Listed entries.

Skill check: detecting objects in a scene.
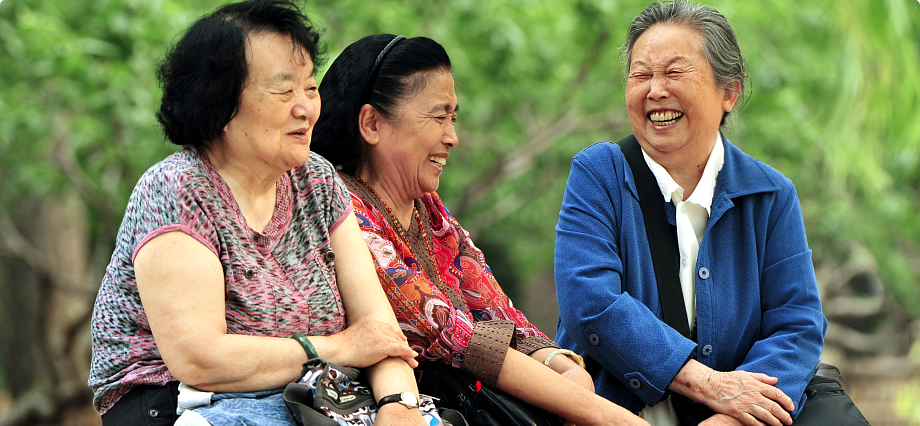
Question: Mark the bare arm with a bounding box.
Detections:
[498,349,648,426]
[134,212,415,395]
[331,213,425,426]
[134,232,306,392]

What is expected. Lay out every line of the material above as a Markdown table with the columns Row and Line, numbering each line and leaving out blank lines. Omit the pictures.

Full response.
| Row | Line |
|---|---|
| 1 | Skill check: detecting objects in a scene. |
| 2 | Question: Mark the bare arm with a bounding box. |
| 3 | Detections: |
| 4 | [498,349,648,426] |
| 5 | [134,212,415,395] |
| 6 | [331,213,425,426] |
| 7 | [134,232,306,392] |